- **Region annotation entries**

<<<<

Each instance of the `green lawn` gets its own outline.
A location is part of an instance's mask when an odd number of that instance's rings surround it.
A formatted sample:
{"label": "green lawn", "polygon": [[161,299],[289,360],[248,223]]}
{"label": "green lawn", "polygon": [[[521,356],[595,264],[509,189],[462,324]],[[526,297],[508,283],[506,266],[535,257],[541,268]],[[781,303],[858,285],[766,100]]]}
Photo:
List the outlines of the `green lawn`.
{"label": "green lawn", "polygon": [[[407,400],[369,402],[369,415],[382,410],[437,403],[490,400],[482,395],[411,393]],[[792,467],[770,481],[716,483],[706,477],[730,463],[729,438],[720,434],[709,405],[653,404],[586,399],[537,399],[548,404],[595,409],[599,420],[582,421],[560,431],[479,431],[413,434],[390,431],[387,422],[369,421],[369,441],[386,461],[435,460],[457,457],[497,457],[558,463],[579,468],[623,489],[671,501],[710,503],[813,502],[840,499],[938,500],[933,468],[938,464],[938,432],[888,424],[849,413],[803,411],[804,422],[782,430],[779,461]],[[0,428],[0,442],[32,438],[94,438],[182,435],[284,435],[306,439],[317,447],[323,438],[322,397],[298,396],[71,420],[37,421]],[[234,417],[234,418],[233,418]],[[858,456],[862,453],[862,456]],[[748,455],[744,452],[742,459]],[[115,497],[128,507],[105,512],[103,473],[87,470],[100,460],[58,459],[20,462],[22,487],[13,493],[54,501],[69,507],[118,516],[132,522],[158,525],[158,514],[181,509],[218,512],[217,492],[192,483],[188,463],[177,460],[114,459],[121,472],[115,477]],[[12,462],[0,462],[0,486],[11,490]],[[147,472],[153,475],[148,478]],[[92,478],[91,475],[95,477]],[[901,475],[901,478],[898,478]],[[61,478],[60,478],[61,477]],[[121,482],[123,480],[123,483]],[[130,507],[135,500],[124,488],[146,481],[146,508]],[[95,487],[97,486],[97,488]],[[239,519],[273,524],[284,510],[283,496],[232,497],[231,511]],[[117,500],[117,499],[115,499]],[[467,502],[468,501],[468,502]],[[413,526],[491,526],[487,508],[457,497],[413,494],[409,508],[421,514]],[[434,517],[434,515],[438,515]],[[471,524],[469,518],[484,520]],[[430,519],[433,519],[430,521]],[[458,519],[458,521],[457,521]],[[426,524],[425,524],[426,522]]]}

>>>>

- **EXERCISE**
Update the records, starting at the beginning and ending at the line containing "List the outlines" (both ends included), so that every "green lawn" becomes "grass field" and everything else stays the same.

- **EXERCISE OUTPUT**
Each instance of the `grass field` gets its own outline.
A location is part of an instance's mask when an odd number of that instance's rings surround it.
A formatted sample:
{"label": "grass field", "polygon": [[161,299],[289,360],[248,223]]}
{"label": "grass field", "polygon": [[[521,356],[595,264],[509,189],[462,324]],[[526,297],[508,283],[506,266],[535,257],[541,268]],[[781,303],[858,285],[766,100]]]}
Photo:
List the outlines of the `grass field`.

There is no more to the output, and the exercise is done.